**Description of the task**. Copy out all of the data below word for word, keeping each line unchanged and in its original order.

[Records from a data collection]
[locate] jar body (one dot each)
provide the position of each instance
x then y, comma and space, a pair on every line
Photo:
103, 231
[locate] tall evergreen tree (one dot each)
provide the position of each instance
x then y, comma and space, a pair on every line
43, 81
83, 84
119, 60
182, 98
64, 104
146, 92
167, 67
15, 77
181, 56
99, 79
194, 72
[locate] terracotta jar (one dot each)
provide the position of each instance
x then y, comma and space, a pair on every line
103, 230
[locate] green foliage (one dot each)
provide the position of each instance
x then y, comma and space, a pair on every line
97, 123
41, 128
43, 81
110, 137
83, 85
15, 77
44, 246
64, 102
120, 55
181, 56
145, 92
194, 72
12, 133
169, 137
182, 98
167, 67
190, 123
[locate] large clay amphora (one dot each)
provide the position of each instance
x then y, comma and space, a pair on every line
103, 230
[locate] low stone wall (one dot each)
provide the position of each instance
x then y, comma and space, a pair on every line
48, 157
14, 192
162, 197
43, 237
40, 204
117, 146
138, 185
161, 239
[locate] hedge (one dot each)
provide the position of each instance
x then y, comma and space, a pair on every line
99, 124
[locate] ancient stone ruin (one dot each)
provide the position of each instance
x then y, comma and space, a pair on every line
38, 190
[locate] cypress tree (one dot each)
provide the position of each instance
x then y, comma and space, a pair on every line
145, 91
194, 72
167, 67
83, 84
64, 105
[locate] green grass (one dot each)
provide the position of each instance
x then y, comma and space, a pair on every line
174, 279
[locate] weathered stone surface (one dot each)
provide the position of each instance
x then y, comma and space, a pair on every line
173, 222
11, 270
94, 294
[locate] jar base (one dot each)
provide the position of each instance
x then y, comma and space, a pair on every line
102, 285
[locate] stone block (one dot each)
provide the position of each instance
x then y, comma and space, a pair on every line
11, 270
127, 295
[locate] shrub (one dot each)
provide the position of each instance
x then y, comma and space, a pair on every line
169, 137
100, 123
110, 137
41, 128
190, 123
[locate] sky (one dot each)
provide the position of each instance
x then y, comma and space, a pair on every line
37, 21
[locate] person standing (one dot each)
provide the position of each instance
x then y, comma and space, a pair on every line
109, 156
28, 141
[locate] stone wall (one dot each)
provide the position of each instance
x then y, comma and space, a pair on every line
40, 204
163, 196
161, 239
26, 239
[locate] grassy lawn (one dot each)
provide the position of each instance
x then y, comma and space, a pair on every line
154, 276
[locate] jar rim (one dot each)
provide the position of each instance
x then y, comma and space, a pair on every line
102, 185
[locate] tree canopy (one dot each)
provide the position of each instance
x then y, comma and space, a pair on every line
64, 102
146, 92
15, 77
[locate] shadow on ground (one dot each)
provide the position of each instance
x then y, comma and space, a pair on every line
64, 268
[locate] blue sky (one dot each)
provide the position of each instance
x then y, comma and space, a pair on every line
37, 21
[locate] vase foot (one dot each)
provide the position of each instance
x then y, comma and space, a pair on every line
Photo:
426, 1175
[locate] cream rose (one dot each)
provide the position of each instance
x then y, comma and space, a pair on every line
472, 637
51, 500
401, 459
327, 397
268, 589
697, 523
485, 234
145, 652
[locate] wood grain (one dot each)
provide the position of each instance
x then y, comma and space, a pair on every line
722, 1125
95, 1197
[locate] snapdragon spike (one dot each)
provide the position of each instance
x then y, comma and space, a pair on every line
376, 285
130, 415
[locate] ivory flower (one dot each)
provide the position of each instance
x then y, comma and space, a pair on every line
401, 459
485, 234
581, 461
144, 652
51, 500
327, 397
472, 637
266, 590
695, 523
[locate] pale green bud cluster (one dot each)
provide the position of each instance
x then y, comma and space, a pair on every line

**Answer for the task**.
[locate] jar body (one dot each)
provide the position of each instance
x then y, comma and space, a pair on every line
Photo:
103, 231
[locate] tall evergreen tree (one dot each)
provide the position of each instance
x then y, comma and space, a pair on every line
43, 81
83, 84
119, 60
182, 98
64, 104
146, 92
167, 67
15, 77
181, 56
99, 79
194, 72
[locate] terracotta jar (one dot each)
provide the position of each instance
x then y, comma and space, a pair on every line
103, 230
[locate] green foliage (one dot each)
provide the position of each instance
x then y, comma and space, a pair on every line
97, 123
41, 128
43, 81
110, 137
83, 85
15, 77
44, 246
64, 102
120, 55
181, 56
145, 92
194, 72
12, 133
169, 137
182, 98
167, 67
190, 123
[locate] large clay amphora (one dot each)
provide the position of each instance
x then y, comma and space, a pair on every line
103, 230
[locate] low stone wall (one dot each)
provide the position of each instance
x then y, comma and space, a pair on every line
48, 157
14, 192
162, 197
43, 237
40, 204
117, 146
138, 185
161, 239
[locate] hedge (one dot each)
provide the position of each instance
x then y, comma and space, a pair on every line
99, 124
[locate] ancient stone ruin (one dot each)
provide the position of each instance
x then y, comma and space, a pair on every line
38, 190
[locate] cypress tree (one dot each)
provide the position of each instance
x then y, comma and space, a pair on every line
145, 91
194, 72
167, 67
83, 84
64, 105
[locate] green grass (one dot each)
provide the position of each instance
x then y, comma and space, a pair on every line
174, 279
[locate] weathered stone surface (one dot each)
provide the position of each instance
x then y, comma and space, a pair on every line
173, 222
11, 270
94, 294
[locate] jar base (one dot each)
provide the position of each instance
x then y, comma and space, a pair on every line
102, 285
[locate] stone block (one dot each)
provide the position of each instance
x then y, comma and space, a pair on every line
11, 270
127, 295
[locate] shrub (one dot each)
provide the position of each instance
x then y, comma and space, a pair on every line
169, 137
100, 123
110, 137
41, 128
190, 123
[locate] sky (one dot each)
provide the position of each instance
x then y, comma and space, a pair on every line
37, 21
[locate] person standing (one dot each)
provide the position of each instance
x then y, comma and space, a pair on every line
109, 156
28, 141
[locate] stone wall (one dot each)
provide the position of each instance
x then y, comma and space, a pair on every line
40, 204
163, 196
161, 239
26, 239
[locate] grassy lawn (one dot each)
provide the position of each instance
x then y, comma and space, a pair on every line
154, 276
[locate] jar rim (one dot each)
provide the position of each instance
x then y, comma and space, a pair on every line
102, 185
[locate] tree canopy (one dot each)
provide the position of each instance
x then y, comma and space, a pair on every line
64, 102
146, 92
15, 77
[locate] shadow on ground (one dot each)
provide the position of each instance
x then y, comma and space, a pair on every line
64, 268
[locate] blue sky (one dot each)
provide the position of each instance
x then y, comma and space, a pair on every line
37, 21
[locate] vase foot (one dot each)
provide the position of each instance
x then y, comma and space, a pair on every line
Photo:
426, 1175
[locate] cream rose (one dot each)
provide the position of each instance
x then y, comma and space, a pair on every line
472, 637
51, 500
401, 459
327, 397
268, 589
697, 523
485, 234
145, 652
[locate] wood grain (one dot each)
provide the position of each instance
x then y, comma and space, a pair on every line
722, 1125
95, 1197
[locate] snapdragon spike (one dot each)
provide the position of each instance
x then y, comma and space, a pair on every line
376, 285
130, 415
[locate] ivory flower (one dot each)
provide the position of each instance
x then y, comma and space, a pair on every line
401, 459
485, 234
581, 461
144, 652
51, 500
327, 397
472, 637
266, 590
695, 523
[locate] pale green bud cluster (one dot each)
provide the position of each instance
x then y, comma and space, a pair on every line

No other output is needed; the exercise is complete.